Records from a data source
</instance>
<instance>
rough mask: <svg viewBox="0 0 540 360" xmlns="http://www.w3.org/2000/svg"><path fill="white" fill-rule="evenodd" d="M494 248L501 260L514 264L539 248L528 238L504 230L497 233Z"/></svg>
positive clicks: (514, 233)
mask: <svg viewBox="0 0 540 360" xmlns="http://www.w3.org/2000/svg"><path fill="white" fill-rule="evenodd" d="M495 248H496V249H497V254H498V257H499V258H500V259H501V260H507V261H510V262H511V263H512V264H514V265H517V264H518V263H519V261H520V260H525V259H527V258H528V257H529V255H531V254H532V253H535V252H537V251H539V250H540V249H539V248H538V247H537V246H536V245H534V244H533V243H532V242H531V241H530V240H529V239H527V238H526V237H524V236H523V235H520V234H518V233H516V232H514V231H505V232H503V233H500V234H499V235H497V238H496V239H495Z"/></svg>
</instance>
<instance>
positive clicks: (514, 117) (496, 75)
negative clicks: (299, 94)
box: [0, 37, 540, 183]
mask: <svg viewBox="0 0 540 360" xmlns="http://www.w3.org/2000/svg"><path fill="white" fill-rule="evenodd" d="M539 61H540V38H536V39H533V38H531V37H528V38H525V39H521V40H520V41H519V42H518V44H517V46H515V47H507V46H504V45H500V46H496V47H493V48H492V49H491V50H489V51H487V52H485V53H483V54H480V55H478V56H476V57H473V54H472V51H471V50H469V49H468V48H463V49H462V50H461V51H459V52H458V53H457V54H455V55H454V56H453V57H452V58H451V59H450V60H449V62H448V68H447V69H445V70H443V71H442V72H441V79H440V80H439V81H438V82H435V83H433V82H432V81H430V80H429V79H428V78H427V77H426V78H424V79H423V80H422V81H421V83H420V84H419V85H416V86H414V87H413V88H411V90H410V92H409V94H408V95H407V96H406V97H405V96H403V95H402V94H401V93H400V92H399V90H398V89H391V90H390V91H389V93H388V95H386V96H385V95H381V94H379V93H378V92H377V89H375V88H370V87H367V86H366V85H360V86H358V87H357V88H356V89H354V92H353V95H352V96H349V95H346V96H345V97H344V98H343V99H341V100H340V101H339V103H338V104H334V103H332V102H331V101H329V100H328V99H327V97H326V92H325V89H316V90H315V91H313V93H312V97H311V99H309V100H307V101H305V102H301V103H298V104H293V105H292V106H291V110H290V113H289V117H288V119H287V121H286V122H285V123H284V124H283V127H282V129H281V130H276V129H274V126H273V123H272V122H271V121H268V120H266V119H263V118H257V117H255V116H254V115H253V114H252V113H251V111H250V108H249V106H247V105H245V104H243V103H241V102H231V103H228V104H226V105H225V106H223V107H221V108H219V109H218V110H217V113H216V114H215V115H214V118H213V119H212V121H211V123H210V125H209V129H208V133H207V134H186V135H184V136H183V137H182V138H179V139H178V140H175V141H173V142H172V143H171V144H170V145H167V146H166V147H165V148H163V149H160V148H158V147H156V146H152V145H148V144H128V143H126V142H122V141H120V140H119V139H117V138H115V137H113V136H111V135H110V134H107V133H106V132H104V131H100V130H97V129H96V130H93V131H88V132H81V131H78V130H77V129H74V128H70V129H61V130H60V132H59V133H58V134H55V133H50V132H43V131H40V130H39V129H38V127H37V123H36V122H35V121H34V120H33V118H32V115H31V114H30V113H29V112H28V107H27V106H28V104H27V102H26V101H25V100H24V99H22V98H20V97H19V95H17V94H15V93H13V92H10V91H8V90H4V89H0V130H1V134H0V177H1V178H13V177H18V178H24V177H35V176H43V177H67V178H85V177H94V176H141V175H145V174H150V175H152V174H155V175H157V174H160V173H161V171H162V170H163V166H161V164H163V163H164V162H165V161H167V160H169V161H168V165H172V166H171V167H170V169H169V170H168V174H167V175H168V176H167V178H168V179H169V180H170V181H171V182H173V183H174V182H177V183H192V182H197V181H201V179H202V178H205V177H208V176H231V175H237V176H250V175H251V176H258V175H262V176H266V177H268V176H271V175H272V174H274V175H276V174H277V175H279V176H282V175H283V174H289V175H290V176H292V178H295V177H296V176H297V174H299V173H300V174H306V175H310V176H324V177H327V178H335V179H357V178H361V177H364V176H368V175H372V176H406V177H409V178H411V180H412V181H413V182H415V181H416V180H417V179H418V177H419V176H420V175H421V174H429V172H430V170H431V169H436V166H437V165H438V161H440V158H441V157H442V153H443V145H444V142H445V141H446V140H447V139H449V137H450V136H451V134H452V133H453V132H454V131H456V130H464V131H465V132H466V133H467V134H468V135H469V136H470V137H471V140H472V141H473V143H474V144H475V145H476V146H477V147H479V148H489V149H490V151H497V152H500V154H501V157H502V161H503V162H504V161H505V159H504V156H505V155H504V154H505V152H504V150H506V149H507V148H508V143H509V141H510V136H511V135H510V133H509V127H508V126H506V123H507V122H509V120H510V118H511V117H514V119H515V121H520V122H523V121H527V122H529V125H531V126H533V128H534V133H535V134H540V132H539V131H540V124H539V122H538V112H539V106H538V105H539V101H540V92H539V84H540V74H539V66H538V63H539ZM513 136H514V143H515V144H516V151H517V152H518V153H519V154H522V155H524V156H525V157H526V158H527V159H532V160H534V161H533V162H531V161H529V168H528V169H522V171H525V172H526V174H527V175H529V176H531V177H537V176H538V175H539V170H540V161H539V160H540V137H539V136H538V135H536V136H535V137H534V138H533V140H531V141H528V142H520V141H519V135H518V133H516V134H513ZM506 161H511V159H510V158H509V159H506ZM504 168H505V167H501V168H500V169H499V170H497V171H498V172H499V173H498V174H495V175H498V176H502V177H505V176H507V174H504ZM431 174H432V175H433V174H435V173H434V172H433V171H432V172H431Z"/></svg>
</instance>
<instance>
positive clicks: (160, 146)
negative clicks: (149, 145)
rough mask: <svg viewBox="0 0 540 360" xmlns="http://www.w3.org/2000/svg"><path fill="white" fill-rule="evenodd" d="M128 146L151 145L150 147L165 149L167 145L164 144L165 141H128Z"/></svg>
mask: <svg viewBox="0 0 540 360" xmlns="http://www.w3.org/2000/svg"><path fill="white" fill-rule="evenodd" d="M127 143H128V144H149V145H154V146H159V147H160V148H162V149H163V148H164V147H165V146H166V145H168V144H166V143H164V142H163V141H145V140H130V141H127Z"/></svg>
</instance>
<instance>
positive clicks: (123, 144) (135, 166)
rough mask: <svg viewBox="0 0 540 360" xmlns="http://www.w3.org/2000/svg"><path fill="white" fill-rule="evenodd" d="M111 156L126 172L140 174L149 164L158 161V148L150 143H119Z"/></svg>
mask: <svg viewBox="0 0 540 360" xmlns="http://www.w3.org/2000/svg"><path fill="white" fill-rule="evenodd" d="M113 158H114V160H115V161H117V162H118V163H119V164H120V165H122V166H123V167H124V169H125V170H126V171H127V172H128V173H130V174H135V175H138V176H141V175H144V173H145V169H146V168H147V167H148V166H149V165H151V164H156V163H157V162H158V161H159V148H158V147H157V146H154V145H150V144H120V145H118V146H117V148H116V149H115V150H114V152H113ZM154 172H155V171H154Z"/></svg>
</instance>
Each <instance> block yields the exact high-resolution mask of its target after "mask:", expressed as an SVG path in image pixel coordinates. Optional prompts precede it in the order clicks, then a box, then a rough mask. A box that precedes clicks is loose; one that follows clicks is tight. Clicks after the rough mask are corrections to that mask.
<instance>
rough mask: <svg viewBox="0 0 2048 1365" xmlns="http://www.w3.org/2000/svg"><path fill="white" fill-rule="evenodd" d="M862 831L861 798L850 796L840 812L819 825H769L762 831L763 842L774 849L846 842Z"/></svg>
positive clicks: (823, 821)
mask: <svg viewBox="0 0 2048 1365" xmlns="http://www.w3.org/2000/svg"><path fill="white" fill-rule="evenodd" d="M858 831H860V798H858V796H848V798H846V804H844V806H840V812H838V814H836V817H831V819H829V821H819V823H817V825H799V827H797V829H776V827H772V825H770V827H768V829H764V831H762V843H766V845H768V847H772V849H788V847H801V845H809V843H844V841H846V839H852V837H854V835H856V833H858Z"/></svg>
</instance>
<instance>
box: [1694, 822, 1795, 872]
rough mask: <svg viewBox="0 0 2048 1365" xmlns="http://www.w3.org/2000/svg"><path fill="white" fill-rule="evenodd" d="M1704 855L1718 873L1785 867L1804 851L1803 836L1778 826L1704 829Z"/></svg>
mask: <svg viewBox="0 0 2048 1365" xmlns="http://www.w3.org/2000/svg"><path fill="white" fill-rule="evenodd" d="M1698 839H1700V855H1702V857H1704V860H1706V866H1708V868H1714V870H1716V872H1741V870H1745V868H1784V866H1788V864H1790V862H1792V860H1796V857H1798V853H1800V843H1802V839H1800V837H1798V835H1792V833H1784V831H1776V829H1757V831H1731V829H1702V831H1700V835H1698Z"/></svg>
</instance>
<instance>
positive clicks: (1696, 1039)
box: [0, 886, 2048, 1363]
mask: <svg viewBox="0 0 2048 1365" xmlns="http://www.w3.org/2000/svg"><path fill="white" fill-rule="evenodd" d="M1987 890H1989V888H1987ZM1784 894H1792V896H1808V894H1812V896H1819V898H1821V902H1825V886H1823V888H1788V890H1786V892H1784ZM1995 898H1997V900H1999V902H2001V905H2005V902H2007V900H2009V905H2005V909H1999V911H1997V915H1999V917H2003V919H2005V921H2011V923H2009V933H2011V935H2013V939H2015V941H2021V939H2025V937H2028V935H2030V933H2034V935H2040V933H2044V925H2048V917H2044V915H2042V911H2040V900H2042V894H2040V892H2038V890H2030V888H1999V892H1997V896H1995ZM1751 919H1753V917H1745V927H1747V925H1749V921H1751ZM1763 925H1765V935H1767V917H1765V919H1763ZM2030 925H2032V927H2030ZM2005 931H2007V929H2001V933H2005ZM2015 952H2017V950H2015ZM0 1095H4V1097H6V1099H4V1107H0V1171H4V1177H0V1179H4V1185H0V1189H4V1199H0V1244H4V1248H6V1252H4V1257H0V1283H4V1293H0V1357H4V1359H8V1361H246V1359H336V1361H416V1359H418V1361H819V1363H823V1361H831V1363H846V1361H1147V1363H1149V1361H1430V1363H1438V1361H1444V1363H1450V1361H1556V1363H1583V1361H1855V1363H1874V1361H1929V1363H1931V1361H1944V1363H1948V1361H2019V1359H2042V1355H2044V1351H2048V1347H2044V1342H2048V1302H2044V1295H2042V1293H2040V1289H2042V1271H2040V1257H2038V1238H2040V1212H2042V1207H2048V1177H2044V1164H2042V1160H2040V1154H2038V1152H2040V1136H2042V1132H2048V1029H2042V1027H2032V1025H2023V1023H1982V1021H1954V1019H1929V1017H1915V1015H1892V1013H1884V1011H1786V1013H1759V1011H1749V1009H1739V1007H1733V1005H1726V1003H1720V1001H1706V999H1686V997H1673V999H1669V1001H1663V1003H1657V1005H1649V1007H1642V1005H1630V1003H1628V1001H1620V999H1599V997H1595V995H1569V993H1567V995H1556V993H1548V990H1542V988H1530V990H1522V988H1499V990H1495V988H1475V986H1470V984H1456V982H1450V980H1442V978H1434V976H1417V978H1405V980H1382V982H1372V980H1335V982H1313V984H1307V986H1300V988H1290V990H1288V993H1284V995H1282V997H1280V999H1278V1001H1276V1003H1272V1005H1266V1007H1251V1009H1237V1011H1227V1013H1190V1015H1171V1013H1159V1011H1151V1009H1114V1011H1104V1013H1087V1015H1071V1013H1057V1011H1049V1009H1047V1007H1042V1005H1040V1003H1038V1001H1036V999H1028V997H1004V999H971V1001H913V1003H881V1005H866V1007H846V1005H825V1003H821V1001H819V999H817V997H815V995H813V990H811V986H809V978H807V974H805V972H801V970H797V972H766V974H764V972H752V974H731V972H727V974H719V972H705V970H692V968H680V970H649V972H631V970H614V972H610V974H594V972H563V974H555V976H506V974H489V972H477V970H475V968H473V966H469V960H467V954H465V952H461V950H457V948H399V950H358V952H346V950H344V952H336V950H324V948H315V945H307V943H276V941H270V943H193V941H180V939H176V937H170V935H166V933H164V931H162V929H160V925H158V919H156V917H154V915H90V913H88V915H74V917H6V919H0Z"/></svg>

_What is needed_: Count how many lines in the entries above contain the word "rough". Reply with the number alone.

_Exercise output_: 6